[EXERCISE TEXT]:
As a limitation, "Text" is not trained with [Color] and so do "Advertisement", "Background Image", "Image", "Map View", "Video", and "Web View", so don't add it to them. It still turned out fine as Rico Diffusion is able to generate text with sufficient contrast to its background even though it may be unreadable.

Check the "prompt.txt" files in the sub-folders of the "results" folder for the prompts I used putting them all together. You may need to use GLIGEN to make it look better.

# GLIGEN

You can try to use the model without it to see if it's enough. If not, you can use GLIGEN to control the positions of the components on the screen via inputting bounding boxes and grounded texts. I generated the images on A1111 with GLIGEN using this extension (https://github.com/AzhureRaven/sd_webui_gligen) which I forked from (https://github.com/ashen-sensored/sd_webui_gligen) after modifying it a bit to make it work on local computers as the original seemed to be designed for Colab.

You can learn how GLIGEN works and how to use it on the page I mentioned earlier. In short, to use GLIGEN with this model, input the bounding box and grounded text for each UI component. Draw the bounding boxes at the position you intend to put the component at with the [Position] you give as close as possible. You should keep the parent and internal components in separate bounding boxes with the internal components' boxes inside the parent's but you are free to experiment. For the grounded text of each component, I found it best to write the full "[Color] [Main Component] [Context] [Position]" format with [Internal Components] on separate bounding boxes without "containing" and "inside".

[DATASET EXTRACT]:

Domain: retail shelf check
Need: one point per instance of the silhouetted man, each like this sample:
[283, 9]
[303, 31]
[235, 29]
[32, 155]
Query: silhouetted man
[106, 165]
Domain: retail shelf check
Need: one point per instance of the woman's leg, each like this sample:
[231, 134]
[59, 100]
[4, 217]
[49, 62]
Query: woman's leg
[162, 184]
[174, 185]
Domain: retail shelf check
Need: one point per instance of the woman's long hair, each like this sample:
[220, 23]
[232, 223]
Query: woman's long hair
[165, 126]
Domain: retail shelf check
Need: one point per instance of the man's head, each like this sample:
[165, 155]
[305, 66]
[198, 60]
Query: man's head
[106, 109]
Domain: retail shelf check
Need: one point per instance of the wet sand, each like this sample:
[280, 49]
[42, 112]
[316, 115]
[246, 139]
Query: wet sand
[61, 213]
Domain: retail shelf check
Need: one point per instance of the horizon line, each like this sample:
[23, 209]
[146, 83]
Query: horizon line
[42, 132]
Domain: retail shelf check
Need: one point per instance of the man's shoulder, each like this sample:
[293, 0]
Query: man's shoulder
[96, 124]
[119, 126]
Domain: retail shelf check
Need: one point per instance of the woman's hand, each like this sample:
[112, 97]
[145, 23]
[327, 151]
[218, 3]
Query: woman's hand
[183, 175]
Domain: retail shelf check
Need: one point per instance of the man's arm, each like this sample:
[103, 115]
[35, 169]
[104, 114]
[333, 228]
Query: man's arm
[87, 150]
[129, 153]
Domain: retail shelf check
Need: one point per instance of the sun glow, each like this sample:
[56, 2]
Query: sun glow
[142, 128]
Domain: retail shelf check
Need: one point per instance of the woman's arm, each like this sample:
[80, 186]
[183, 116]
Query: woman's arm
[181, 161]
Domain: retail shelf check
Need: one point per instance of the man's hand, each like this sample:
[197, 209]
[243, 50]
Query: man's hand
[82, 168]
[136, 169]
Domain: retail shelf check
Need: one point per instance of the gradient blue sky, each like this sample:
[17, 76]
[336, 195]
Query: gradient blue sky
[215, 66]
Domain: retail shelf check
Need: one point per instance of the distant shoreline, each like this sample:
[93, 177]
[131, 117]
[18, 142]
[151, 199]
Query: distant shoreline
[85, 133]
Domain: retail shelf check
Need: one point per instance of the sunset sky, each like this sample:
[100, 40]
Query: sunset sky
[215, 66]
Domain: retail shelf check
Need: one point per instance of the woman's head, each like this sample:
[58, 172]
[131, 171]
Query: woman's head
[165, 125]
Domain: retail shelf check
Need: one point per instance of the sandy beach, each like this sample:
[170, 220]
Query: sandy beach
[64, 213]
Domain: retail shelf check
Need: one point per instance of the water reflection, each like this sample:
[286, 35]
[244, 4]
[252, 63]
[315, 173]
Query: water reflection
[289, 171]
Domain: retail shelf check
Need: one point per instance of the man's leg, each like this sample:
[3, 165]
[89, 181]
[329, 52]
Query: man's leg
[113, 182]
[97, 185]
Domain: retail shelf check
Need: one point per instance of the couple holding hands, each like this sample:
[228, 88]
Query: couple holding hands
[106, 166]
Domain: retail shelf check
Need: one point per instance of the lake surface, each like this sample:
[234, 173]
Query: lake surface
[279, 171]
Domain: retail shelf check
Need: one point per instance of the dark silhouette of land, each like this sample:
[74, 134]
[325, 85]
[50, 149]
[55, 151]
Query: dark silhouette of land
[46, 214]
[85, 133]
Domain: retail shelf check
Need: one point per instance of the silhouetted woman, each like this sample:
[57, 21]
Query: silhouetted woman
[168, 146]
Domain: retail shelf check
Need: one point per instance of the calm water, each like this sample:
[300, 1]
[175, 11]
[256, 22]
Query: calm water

[PROBLEM TO WORK ON]: From the text on Rico Diffusion and GLIGEN, return the part that opens with the words containing "You can try" and closes with "designed for Colab.", word for word.

[TASK ANSWER]:
You can try to use the model without it to see if it's enough. If not, you can use GLIGEN to control the positions of the components on the screen via inputting bounding boxes and grounded texts. I generated the images on A1111 with GLIGEN using this extension (https://github.com/AzhureRaven/sd_webui_gligen) which I forked from (https://github.com/ashen-sensored/sd_webui_gligen) after modifying it a bit to make it work on local computers as the original seemed to be designed for Colab.